* **AIM OF THE EXERCISE**: With images removed, transcribe each record exactly as it appears.

○ ○ ○ ○

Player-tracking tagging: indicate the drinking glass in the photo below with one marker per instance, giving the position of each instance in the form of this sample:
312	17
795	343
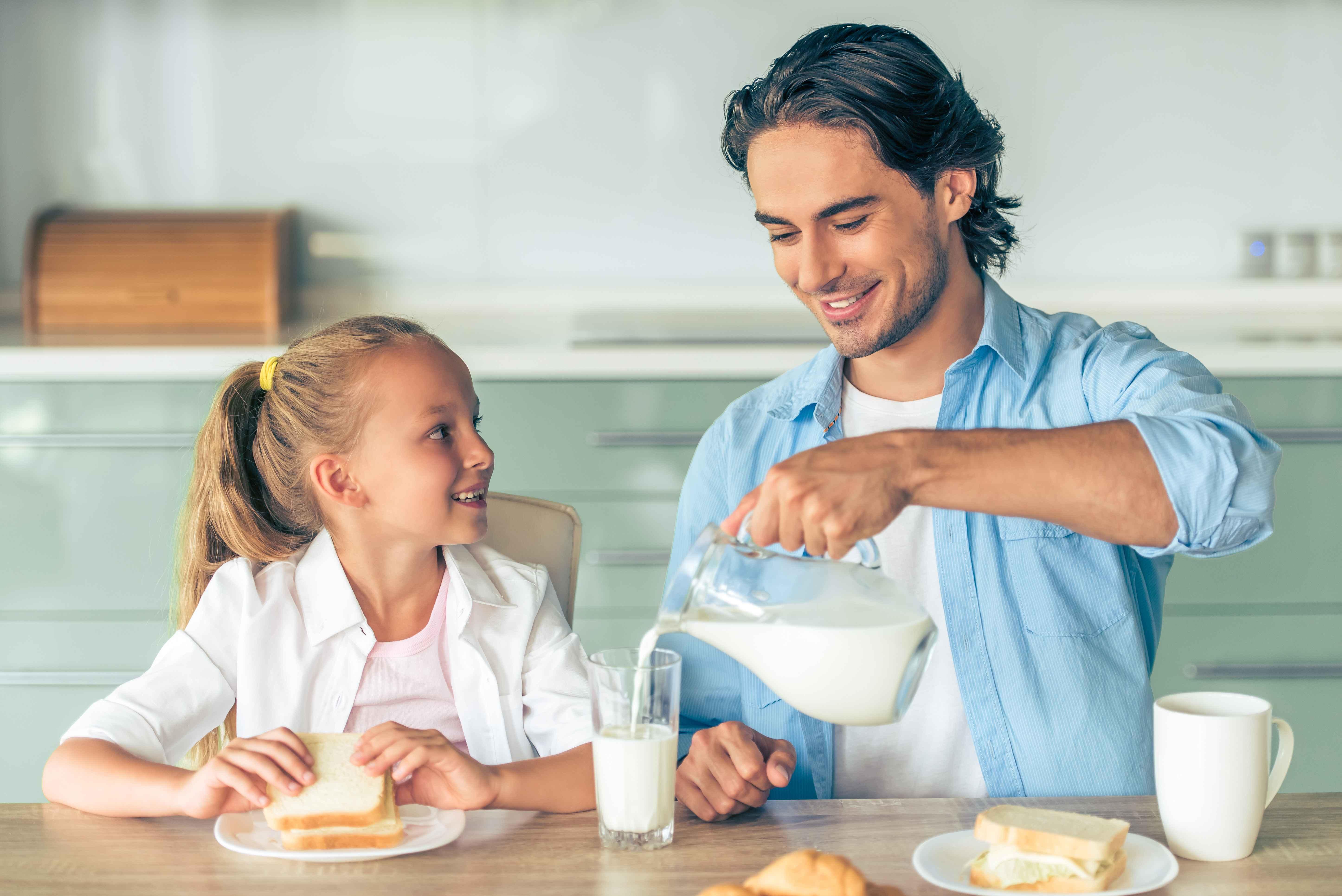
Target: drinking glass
635	722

○ ○ ○ ○

* **RESPONSE TO THE EXERCISE**:
Player-tracking tagging: indicate the drinking glass in the photo below with one marker per instance, giving the position of each instance in the form of this sample:
312	17
795	343
Target: drinking glass
635	722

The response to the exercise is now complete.